* Document excerpt *
The analogous reaction of iron with oxygen in the presence of water is responsible for the formation of rust, an oxide of iron.

As Ca is oxidized in Equation 4.25, oxygen is transformed from neutral O2 to two O2– ions. When an atom, ion, or molecule has become more negatively charged (gained electrons), we say that it is reduced; the gain of electrons by a substance is called reduction. When one reactant loses electrons, another reactant must gain them; the oxidation of one substance is always accompanied by the reduction of another as electrons are transferred between them, as shown in Figure 4.13. Reactions in which electrons are transferred between reactants are called oxidation-reduction, or redox reactions.

Figure 4.13 Oxidation is the loss of electrons by a substance; reduction is the gain of electrons by a substance. Oxidation of one substance is always accompanied by reduction of another.

Oxidation Numbers

Because electrons are not shown explicitly in chemical equations, we must do some work to determine whether a reaction involves oxidation and reduction. The concept of oxidation numbers (also called oxidation states) was devised as a simple way of keeping track of electrons in reactions. We define the oxidation number of an atom in a substance to be the actual charge of the atom if it is a monatomic ion; otherwise, it is the hypothetical charge assigned to the atom using a set of rules. An oxidation-reduction reaction is one in which one or more atoms change oxidation numbers, implying the transfer of electrons. Oxidation occurs when there is an increase in oxidation number, whereas reduction occurs when there is a reduction in oxidation number.

* Short problem *
What other name does the redox passage give for oxidation numbers? The lines that come next are separate material, unrelated to the redox passage.

* Collected data *
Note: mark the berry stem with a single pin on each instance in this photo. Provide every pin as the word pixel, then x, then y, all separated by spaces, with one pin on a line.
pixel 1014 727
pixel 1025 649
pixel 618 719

* Output below *
Oxidation states.